[start of PROVIDED DATA]

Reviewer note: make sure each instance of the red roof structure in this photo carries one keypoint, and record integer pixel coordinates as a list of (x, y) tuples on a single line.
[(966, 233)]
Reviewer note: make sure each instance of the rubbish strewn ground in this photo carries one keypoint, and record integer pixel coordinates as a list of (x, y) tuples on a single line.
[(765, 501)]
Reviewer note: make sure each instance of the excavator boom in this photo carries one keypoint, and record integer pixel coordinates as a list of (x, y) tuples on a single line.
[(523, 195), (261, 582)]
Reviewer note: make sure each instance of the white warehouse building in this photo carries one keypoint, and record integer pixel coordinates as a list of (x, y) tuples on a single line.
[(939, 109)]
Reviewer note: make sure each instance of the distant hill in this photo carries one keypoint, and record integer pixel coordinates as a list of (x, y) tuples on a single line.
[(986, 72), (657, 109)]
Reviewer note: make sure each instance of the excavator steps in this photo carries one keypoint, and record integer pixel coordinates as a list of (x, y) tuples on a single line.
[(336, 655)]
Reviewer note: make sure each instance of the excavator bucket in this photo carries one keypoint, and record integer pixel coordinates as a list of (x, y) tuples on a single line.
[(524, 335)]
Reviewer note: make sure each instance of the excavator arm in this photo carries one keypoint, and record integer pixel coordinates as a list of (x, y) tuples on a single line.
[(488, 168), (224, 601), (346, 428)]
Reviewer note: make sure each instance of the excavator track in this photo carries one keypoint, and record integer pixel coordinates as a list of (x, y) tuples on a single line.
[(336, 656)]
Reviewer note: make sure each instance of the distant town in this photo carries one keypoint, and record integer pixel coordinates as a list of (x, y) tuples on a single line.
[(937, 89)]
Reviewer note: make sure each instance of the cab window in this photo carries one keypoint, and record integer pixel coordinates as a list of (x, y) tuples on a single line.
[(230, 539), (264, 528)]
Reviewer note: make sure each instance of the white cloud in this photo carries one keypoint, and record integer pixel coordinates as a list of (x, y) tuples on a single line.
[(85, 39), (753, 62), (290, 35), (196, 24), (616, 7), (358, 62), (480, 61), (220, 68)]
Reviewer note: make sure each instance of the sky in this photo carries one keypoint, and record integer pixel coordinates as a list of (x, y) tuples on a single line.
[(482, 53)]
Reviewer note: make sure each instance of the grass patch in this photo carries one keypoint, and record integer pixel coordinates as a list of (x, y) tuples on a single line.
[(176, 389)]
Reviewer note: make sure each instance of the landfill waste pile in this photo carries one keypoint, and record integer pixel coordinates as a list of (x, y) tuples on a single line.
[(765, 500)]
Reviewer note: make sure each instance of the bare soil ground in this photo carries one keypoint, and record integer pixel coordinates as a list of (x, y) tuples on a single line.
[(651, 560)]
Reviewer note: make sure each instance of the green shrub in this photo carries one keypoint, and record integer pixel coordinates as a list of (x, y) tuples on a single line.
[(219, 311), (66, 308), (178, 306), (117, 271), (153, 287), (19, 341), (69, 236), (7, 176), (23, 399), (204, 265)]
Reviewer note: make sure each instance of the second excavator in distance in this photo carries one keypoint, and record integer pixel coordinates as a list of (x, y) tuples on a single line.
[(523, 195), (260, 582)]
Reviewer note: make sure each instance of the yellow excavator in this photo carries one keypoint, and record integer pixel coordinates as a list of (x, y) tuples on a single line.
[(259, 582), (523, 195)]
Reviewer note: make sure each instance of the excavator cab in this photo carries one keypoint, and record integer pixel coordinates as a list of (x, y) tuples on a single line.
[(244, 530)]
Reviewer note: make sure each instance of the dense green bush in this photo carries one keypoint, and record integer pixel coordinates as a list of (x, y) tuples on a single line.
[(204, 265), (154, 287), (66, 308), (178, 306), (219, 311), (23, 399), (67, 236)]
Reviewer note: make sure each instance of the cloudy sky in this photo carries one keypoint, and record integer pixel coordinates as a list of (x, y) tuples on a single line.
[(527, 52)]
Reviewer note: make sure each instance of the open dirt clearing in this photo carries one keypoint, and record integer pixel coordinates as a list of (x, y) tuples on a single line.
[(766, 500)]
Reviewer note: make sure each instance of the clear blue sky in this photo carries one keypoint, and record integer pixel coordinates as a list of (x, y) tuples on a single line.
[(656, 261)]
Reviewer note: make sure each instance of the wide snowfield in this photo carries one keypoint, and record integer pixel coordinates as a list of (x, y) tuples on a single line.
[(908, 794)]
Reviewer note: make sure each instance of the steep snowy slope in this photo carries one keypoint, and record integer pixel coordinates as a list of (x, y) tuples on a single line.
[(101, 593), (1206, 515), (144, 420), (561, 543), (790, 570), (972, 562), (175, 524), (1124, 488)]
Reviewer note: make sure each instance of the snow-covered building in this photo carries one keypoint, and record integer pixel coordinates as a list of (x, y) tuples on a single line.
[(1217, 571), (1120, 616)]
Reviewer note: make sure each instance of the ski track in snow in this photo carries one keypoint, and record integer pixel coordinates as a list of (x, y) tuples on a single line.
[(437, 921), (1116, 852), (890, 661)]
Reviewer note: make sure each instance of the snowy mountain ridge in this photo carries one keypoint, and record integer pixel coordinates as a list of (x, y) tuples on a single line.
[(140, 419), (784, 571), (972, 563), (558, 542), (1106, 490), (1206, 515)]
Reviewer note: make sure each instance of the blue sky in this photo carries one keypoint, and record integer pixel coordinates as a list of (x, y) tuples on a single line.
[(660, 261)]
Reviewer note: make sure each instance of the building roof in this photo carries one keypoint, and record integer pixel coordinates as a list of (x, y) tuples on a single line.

[end of PROVIDED DATA]

→ SET TASK: Reproduce all of the material above as a numbered list, one line per item, leaving out any blank lines.

→ COMPLETED EXERCISE:
1. Reviewer note: make sure each instance of the red roof structure in this photo carries one keypoint, and record integer pixel coordinates as a list of (x, y) tuples on a single line.
2. [(966, 233)]
3. Reviewer note: make sure each instance of the rubbish strewn ground in this photo carries one keypoint, and record integer pixel coordinates as a list of (x, y) tuples on a single line.
4. [(765, 501)]
5. Reviewer note: make sure each instance of the excavator boom in this photo carries one keypoint, and record integer pixel coordinates as a list of (x, y) tuples on a single line.
6. [(523, 195), (261, 582)]
7. Reviewer note: make sure each instance of the white warehouse building in this photo carries one keypoint, and record integer pixel coordinates as a list of (x, y) tuples on a single line.
8. [(939, 109)]
9. Reviewer note: make sure each instance of the distant hill in this photo carries one keypoint, and record integer pixel coordinates as a list of (x, y) tuples on a single line.
10. [(986, 72), (657, 109)]
11. Reviewer note: make sure each instance of the excavator steps in this photo carries one keypoint, and record integer pixel coordinates as a list of (x, y) tuples on a single line.
12. [(336, 655)]
13. Reviewer note: make sure each instance of the excavator bucket in this photo carries one keypoint, and record integer pixel coordinates as a list of (x, y) tuples on a single line.
14. [(524, 335)]
15. Reviewer note: make sure each instance of the excavator arm in this photo carries one keypoint, and record integer pixel coordinates as a list of (x, y) tuples on a single line.
16. [(488, 168), (224, 601), (346, 428)]
17. Reviewer note: make sure each instance of the excavator track in this photo carries one keypoint, and record integer pixel coordinates as a list of (x, y) tuples on a single line.
18. [(336, 656)]
19. Reviewer note: make sure each instance of the distant town in this photo carries one keypoint, and record integer pixel coordinates as a list of (x, y) tuples on a single line.
20. [(937, 89)]
21. Reviewer note: make sure each instance of the cab window in this photo carries one keypoint, and record integer pixel coordinates as a list of (x, y) tuples on a single line.
22. [(230, 539), (264, 528)]
23. Reviewer note: make sure each instance of the white cloud in this photo carries one keypoint, and record integer pixel coordinates as a list of (x, y) tuples on a single line.
24. [(85, 39), (753, 62), (290, 35), (196, 24), (616, 7), (358, 62), (480, 61), (220, 68)]
25. Reviewer note: make sure each instance of the sky in this photo carries one keypoint, and record integer pixel coordinates as a list of (x, y) tuples on a single line.
26. [(482, 53)]
27. Reviewer note: make sure each instance of the grass patch in this photo carries one keypoint, and record integer pixel coordinates as a list of (x, y) tuples on a single line.
28. [(176, 389)]
29. Reviewer note: make sure each instance of the landfill waste pile in this photo carries one keypoint, and record integer pixel coordinates as a list of (x, y) tuples on a single line.
30. [(765, 500)]
31. Reviewer note: make sure each instance of the bare soil ground in this photo carries one keypoint, and record integer pixel coordinates as a list of (x, y) tuples on a single line.
32. [(651, 560)]
33. Reviewer note: make sure each instance of the green shrub in this photo carries one keypoint, and record integer pixel coordinates as a list of (x, y) tuples on a single line.
34. [(219, 311), (66, 308), (178, 306), (117, 271), (153, 287), (19, 341), (69, 236), (7, 176), (23, 399), (204, 265)]
35. Reviewer note: make sure each instance of the second excavator in distance in this photo carries one keypoint, and record integer pixel coordinates as a list of (x, y) tuples on a single line.
36. [(523, 195), (260, 582)]
37. Reviewer note: make sure each instance of the yellow excavator in this photo carries one keypoint, and record integer pixel coordinates as a list of (x, y) tuples on a single line.
38. [(259, 582), (523, 195)]
39. Reviewer note: make sure each instance of the excavator cab in this photo carries one keypoint, and record integer pixel coordinates as a list of (x, y) tuples on a single line.
40. [(244, 530)]
41. Reviewer note: make sure each instance of the dense green bush in this photo carries one keypoint, and record integer pixel coordinates as a list of (x, y) tuples on a single line.
42. [(204, 265), (154, 287), (66, 308), (178, 306), (219, 311), (23, 399), (67, 236)]
43. Reviewer note: make sure each instance of the cloudy sky in this photo carries one keypoint, and record integer pixel coordinates as a list of (x, y) tuples on a single line.
44. [(527, 52)]
45. Reviewer note: make sure each instance of the open dirt clearing in this photo carries one keypoint, and record integer pixel coordinates as a list of (x, y) tuples on a single line.
46. [(766, 500)]
47. Reviewer note: make sure each instance of the clear blue sky in this photo carries one keypoint, and record integer pixel coordinates as a list of (x, y) tuples on a single line.
48. [(656, 261)]
49. Reviewer note: make sure each instance of the wide snowfield in this photo carries one keypoint, and record integer pixel coordinates as a list of (x, y) tuples on a single line.
50. [(908, 794)]
51. Reviewer note: make sure each instance of the steep snowy slope in this photo carries one keypoint, and record integer pixel coordinates as a list of (x, y) tuples on a single line.
52. [(101, 593), (1206, 515), (144, 420), (561, 543), (790, 570), (972, 562), (175, 524), (1124, 488)]
53. Reviewer note: make sure each instance of the snow-covered building in this photo carries one keypoint, and record integer pixel coordinates as a list of (x, y) tuples on a single line.
54. [(1217, 571), (1120, 616)]
55. Reviewer note: make sure each instance of the ski track in snow in this photo carries one keypoint, and record integer pixel coordinates as a list of (x, y) tuples on a single line.
56. [(437, 921), (1116, 852), (890, 661)]
57. Reviewer note: make sure each instance of the snowy mountain ridge in this photo carries one keypoint, and record integer pixel coordinates as a list of (x, y) tuples on a single line.
58. [(140, 419), (784, 571), (972, 563), (558, 542), (1106, 490), (1206, 515)]
59. Reviewer note: make sure each instance of the blue sky in this photo carries one keypoint, and record integer pixel coordinates as a list of (x, y) tuples on a single line.
60. [(660, 261)]
61. Reviewer note: make sure each instance of the building roof in this photo carries one keypoint, and record integer pixel coordinates as a list of (x, y) tuples on a single line.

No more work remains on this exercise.